WHAT YOU WILL DO
Can you extract the text of every record below, repeating its lines exactly and leaving the pictures out of your answer?

[Entries drawn from a collection]
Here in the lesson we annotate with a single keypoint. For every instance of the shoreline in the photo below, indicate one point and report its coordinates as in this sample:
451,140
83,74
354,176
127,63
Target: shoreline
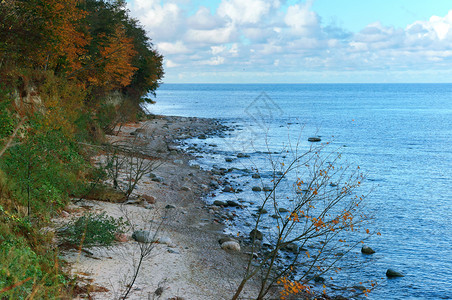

FINAL RESULT
Here in the lesson we annotate with a single keypoint. For every instance of the shoreline in the photo below, indicate one point and report its coordinates as in this sample:
451,140
83,74
354,176
127,63
Target: shoreline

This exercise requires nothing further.